### Records supplied
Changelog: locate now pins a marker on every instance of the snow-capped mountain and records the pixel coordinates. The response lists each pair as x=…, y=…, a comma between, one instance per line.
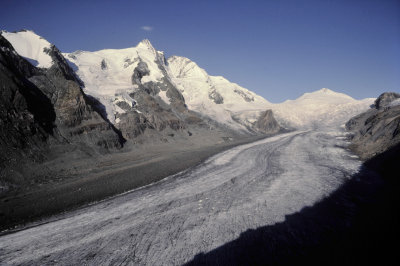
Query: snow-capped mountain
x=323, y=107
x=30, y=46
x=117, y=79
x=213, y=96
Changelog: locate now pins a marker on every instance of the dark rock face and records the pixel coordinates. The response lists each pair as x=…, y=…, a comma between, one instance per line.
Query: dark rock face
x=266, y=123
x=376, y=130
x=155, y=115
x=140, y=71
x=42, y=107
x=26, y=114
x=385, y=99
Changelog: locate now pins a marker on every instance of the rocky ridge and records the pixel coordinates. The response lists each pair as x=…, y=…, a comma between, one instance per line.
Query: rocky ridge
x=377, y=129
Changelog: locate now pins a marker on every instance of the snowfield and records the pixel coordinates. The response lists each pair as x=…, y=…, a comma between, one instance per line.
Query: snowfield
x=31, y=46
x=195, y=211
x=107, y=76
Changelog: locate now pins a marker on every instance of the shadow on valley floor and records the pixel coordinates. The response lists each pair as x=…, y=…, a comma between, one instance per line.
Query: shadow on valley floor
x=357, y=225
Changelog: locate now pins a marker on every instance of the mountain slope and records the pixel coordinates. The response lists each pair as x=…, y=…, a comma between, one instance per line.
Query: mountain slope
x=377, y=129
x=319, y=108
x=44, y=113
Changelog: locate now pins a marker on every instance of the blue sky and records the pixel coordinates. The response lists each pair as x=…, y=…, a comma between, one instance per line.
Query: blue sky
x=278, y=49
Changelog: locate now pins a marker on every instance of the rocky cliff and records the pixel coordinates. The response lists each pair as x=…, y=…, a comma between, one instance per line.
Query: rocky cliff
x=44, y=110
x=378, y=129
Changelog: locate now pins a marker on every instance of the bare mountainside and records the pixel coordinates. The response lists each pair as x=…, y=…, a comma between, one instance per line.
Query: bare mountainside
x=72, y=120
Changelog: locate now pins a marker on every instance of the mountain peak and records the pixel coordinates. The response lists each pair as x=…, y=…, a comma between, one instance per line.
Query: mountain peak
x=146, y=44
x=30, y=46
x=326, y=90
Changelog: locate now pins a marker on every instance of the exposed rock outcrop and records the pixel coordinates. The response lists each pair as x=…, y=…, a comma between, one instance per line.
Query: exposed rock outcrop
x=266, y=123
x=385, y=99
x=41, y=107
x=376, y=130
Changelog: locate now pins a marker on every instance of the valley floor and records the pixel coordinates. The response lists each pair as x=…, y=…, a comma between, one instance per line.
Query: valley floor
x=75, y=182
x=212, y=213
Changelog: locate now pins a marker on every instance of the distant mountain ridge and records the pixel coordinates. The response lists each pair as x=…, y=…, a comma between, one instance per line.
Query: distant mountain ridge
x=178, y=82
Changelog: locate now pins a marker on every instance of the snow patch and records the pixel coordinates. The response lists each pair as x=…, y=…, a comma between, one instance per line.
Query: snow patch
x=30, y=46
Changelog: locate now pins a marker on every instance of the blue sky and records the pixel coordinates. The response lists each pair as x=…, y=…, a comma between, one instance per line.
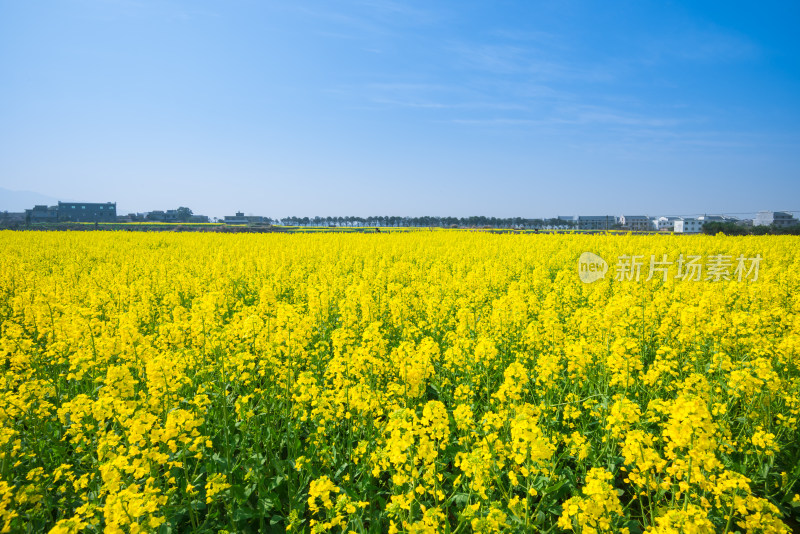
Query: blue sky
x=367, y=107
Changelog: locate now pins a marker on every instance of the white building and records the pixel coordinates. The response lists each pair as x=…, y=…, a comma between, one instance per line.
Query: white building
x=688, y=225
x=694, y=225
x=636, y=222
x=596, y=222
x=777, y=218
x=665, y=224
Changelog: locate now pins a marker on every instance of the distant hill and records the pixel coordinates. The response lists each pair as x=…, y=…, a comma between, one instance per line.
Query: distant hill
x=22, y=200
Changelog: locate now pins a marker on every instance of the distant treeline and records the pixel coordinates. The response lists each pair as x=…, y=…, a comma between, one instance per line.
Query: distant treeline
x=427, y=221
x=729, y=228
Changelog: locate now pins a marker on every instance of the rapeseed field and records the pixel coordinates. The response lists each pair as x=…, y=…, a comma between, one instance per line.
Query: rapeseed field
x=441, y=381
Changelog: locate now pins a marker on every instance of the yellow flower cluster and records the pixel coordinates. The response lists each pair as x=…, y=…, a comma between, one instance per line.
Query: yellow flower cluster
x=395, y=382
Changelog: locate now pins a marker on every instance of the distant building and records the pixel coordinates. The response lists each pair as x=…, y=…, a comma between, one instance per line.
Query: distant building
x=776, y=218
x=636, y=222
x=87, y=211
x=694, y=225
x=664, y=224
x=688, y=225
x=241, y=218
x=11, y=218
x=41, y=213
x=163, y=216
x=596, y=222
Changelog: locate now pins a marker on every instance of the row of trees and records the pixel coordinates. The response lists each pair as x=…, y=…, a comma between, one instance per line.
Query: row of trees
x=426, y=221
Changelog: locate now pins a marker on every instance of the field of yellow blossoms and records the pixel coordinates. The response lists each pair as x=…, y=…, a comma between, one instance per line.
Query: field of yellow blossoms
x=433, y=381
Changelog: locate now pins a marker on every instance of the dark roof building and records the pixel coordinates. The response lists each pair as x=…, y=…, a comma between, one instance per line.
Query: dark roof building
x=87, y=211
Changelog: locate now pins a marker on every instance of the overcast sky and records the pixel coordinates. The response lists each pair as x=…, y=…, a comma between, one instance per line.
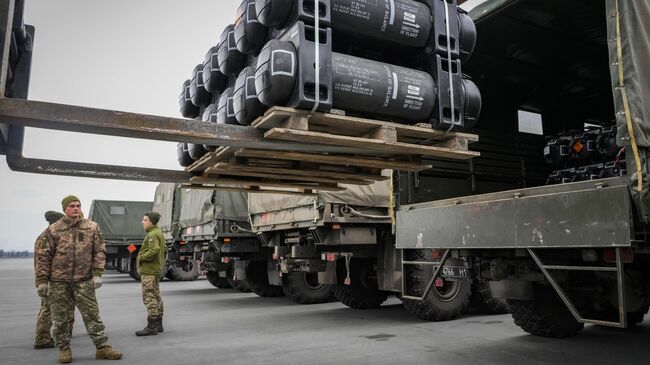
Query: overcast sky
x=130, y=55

--

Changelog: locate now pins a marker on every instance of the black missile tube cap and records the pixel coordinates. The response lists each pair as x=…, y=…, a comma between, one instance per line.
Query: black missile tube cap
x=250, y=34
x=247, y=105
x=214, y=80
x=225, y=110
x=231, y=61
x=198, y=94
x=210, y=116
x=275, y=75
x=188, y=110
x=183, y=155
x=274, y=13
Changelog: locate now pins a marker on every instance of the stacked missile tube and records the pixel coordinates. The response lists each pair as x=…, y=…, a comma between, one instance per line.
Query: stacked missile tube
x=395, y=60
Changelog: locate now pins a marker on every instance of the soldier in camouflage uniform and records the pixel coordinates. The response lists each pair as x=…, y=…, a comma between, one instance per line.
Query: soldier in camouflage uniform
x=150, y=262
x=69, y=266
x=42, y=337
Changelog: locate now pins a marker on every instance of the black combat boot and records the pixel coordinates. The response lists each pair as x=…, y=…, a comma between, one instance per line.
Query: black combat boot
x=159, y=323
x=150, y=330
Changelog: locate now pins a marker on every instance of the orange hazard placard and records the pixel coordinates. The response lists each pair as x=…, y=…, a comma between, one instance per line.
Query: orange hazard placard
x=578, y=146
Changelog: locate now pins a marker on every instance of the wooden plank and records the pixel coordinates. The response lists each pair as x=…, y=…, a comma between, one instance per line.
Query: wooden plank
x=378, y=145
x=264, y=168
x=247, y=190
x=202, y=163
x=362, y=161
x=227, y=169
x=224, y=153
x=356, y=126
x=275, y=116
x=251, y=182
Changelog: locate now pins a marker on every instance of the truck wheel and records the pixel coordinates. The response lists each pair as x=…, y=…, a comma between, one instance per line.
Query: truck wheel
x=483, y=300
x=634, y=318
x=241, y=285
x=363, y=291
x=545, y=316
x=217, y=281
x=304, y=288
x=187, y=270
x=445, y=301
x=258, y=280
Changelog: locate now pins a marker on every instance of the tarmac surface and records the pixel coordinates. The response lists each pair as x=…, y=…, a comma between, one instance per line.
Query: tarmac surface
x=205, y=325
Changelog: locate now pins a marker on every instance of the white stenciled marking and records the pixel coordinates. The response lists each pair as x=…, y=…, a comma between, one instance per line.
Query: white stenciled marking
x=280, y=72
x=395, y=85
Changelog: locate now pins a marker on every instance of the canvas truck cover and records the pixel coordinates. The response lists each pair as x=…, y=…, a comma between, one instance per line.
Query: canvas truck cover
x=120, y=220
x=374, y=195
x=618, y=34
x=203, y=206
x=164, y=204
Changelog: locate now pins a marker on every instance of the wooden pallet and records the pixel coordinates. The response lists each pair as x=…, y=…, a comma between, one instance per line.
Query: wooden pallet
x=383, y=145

* * *

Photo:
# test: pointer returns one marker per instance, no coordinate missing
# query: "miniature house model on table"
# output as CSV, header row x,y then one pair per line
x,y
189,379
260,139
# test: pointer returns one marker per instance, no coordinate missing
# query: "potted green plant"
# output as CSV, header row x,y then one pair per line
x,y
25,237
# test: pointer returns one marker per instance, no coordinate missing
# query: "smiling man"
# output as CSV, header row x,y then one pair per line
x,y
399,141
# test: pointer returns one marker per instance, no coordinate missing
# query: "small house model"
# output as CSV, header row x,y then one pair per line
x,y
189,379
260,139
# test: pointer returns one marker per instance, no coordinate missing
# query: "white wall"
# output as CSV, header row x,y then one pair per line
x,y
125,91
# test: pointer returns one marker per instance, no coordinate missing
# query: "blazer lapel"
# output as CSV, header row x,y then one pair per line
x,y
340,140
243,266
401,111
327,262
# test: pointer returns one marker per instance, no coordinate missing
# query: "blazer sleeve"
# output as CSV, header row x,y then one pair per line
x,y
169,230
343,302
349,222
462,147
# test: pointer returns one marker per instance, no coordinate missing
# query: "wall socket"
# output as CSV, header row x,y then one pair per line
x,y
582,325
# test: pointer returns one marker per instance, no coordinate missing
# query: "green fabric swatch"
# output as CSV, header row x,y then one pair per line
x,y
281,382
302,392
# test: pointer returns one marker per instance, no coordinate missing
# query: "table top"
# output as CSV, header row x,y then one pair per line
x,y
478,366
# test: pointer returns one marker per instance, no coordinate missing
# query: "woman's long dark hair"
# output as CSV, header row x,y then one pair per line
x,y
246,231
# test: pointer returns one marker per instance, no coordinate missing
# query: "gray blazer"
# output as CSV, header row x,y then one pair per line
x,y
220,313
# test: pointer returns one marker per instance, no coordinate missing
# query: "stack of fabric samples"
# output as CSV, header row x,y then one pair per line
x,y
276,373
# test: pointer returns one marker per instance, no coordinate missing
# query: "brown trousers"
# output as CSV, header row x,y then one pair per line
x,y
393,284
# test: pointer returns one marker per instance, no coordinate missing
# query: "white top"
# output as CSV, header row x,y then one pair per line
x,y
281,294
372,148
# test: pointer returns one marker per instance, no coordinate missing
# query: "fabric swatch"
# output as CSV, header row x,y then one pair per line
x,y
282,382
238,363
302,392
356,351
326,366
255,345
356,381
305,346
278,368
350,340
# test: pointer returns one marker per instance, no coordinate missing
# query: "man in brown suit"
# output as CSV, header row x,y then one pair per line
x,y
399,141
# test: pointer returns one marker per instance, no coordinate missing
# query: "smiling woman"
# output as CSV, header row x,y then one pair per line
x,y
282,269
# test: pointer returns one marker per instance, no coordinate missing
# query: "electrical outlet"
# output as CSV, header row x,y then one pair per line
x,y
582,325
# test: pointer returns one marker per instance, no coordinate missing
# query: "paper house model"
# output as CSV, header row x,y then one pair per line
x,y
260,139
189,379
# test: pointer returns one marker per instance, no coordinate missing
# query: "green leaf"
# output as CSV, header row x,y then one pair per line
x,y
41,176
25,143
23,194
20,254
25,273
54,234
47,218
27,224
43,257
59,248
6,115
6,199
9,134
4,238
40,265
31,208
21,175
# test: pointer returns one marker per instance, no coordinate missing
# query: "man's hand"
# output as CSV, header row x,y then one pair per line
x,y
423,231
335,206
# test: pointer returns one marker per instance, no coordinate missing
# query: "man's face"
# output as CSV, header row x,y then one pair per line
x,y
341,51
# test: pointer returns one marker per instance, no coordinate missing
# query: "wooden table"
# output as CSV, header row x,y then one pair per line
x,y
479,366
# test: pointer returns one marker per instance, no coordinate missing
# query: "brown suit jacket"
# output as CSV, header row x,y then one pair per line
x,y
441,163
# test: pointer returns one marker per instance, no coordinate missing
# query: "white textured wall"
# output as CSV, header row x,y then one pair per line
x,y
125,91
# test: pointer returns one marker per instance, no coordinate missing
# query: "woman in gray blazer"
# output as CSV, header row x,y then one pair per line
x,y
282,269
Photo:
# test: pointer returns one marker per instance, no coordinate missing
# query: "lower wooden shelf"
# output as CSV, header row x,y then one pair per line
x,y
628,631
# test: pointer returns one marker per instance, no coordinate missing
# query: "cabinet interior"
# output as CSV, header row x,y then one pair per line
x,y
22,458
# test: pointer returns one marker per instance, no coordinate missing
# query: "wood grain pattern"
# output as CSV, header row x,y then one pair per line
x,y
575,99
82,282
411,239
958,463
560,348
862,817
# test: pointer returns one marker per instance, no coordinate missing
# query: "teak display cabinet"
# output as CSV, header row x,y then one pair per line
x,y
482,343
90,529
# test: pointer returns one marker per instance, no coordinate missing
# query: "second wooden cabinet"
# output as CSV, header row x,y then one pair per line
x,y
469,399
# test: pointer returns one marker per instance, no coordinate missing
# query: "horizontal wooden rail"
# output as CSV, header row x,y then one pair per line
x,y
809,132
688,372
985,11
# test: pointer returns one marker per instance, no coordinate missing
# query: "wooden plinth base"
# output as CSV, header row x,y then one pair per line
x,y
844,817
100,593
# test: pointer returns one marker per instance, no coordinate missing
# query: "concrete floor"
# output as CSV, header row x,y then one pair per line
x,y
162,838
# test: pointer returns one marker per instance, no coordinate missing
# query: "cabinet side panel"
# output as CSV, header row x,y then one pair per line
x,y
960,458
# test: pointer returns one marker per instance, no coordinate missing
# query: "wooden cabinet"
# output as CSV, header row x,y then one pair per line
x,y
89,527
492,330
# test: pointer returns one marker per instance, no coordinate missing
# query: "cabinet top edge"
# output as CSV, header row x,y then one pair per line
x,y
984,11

### Your objective
Update the records starting at the line containing "of trees and" and ending at the line containing "x=130, y=55", changing "overcast sky" to "cloudy sky" and leaving everything else as it is. Omit the pictures from your answer.

### Expected answer
Changelog: locate now pins a marker on every instance of the row of trees and records the pixel coordinates. The response lists each pair as x=…, y=…, a comma between, one instance per line.
Query: row of trees
x=426, y=221
Changelog: locate now pins a marker on every instance of the field of yellow blossoms and records the pixel coordinates. The response lists each pair as x=…, y=…, a comma between, one instance per line.
Query: field of yellow blossoms
x=433, y=381
Changelog: locate now pins a marker on every instance of the dark roof building and records the pixel coordinates. The response lists each pair as x=…, y=…, a comma between, one instance per line.
Query: dark roof building
x=87, y=211
Changelog: locate now pins a marker on every instance of the cloudy sky and records the pixel coordinates. The response lists each pair as x=…, y=…, a comma between, one instance per line.
Query: cloudy sky
x=130, y=55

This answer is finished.